SUPPLIED PASSAGE:
+--
# Keelback or brown



## Jungle-Mad (Jan 29, 2014)

Me and the misses are having an argument about what snake this is i'm saying keelback she said brown. What do you guys think?


----------



## imported_Varanus (Jan 29, 2014)

Keelback!


----------



## The_Geeza (Jan 29, 2014)

She didn't google very well........lol......no brown in sight


----------



## Jungle-Mad (Jan 29, 2014)

It slid through he legs while she was packing the dishwasher.... Thought she chopped her bloody fingers off

- - - Updated - - -

Think there is a healthy suppy just found his brother/sister

- - - Updated - - -

View attachment 304825


----------



## NicG (Jan 29, 2014)

Definitely a Keelback.

That last attachment didn't come through.


----------



## ryanbichel (Feb 5, 2014)

I know its a bit late but a keelback


----------



## Amynickid (Feb 5, 2014)
+--
PROVIDED DATA:
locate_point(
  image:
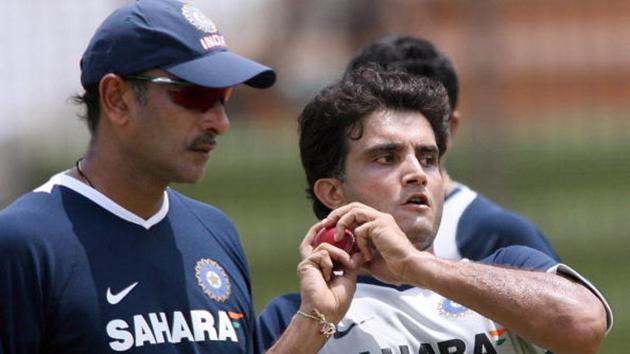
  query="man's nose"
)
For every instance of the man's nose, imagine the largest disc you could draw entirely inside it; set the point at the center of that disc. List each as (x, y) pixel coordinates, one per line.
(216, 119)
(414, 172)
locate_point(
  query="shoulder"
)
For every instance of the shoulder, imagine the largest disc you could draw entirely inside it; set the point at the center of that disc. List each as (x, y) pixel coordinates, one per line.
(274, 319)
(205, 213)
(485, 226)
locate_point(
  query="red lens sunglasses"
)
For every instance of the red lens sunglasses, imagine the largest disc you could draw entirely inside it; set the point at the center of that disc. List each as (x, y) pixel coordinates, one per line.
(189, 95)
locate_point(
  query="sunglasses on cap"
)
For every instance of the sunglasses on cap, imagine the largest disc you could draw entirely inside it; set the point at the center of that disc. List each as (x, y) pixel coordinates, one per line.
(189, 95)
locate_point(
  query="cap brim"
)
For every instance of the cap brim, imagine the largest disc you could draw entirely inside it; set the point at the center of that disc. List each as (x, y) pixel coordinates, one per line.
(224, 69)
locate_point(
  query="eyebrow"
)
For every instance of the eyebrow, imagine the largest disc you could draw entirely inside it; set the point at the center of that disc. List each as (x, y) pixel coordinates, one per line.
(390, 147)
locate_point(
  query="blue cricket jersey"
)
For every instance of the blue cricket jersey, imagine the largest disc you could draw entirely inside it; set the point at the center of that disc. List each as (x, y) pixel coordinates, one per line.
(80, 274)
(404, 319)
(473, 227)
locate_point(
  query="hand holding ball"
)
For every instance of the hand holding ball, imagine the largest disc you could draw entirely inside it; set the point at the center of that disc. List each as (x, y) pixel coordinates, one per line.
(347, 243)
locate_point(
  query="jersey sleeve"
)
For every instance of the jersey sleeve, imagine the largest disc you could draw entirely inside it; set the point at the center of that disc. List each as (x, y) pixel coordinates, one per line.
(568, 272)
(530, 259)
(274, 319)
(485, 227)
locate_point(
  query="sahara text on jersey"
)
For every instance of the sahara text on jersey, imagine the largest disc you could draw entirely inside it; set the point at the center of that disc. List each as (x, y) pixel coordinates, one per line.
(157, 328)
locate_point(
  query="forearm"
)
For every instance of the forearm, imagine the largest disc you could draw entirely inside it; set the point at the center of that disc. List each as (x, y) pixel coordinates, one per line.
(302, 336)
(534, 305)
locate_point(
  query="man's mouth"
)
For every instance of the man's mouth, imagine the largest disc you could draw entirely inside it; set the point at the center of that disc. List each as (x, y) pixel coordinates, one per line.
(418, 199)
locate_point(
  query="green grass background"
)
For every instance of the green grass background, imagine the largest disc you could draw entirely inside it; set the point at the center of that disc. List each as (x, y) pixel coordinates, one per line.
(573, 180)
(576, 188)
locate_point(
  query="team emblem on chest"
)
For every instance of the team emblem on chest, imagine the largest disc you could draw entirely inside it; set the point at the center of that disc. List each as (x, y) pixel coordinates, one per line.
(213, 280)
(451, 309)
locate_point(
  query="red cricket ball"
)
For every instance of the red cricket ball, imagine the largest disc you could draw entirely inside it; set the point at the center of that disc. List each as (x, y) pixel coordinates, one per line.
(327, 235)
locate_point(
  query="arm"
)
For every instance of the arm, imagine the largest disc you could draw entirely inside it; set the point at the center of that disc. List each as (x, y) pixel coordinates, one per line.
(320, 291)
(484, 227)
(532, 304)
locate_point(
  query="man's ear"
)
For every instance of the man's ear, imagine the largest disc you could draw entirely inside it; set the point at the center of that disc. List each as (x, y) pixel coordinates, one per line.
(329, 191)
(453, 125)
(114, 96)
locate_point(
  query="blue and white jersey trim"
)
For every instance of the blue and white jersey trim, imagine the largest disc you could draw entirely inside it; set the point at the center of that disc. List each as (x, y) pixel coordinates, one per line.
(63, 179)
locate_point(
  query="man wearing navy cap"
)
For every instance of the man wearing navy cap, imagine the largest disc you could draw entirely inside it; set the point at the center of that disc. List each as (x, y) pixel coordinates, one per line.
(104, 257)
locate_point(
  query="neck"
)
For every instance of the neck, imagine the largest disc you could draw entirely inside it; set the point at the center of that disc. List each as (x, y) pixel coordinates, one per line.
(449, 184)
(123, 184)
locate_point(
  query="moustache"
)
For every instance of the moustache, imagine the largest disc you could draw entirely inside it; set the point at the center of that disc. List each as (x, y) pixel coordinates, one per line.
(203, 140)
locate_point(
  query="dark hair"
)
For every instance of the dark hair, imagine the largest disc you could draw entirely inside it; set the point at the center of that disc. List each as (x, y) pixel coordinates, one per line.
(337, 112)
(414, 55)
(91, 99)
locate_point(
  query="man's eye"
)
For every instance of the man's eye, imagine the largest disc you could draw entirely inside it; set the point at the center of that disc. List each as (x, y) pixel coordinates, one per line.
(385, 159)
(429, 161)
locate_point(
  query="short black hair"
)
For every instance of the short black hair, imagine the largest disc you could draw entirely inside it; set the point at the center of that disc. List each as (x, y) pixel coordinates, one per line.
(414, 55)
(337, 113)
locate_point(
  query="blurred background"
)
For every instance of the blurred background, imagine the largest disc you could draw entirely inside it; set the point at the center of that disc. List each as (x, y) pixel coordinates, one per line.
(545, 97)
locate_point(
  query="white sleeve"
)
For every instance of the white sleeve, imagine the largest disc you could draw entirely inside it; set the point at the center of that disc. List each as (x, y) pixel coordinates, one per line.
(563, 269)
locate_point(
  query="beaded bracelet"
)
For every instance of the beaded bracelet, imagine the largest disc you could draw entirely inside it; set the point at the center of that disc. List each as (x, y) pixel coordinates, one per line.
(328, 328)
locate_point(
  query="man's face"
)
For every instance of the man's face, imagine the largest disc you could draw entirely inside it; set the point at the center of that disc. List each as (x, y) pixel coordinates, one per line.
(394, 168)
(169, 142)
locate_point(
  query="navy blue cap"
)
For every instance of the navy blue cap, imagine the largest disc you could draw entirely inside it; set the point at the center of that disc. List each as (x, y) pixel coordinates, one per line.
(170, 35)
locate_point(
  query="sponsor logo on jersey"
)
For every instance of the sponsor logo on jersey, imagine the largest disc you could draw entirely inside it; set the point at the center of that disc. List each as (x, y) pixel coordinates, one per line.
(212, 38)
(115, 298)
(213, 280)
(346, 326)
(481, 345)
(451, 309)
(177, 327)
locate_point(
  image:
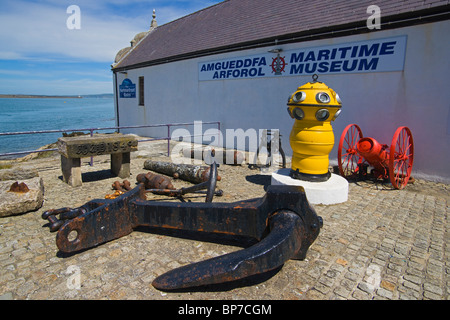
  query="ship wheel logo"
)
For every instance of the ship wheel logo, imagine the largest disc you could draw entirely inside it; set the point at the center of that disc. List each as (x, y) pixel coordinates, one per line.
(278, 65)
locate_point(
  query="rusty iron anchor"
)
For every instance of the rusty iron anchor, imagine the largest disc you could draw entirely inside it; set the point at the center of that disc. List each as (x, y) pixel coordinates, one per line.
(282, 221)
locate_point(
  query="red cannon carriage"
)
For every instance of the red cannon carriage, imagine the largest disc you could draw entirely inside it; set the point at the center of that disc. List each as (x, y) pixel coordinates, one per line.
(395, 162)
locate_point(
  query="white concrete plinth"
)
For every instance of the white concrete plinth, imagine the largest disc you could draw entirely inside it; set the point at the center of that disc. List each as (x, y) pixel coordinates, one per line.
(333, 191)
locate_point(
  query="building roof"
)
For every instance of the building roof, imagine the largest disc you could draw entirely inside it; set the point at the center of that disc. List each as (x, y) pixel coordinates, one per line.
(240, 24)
+--
WORK TO COMPLETE:
Please carry on the snake identification thread from the point where it stops. The listing is separate from the snake identification thread.

RESPONSE TO THIS TASK:
haha keelback


----------



## Bluetongue1 (Feb 7, 2014)

I can see why she thought it was a brown. Fortunately it has keeled scaled and is not a Roughie (from head scales and shape).

Blue


----------



## moosenoose (Feb 7, 2014)

I'll be honest, I often get confused between keelbacks and roughies.....at least when I know I'm picking up something dangerous, I won't get that extra surprise if it bites me :lol:


----------



## Baldy (Feb 7, 2014)

wow i cant tell anything from those pics

what i mean is i cant really see any scales in great detail..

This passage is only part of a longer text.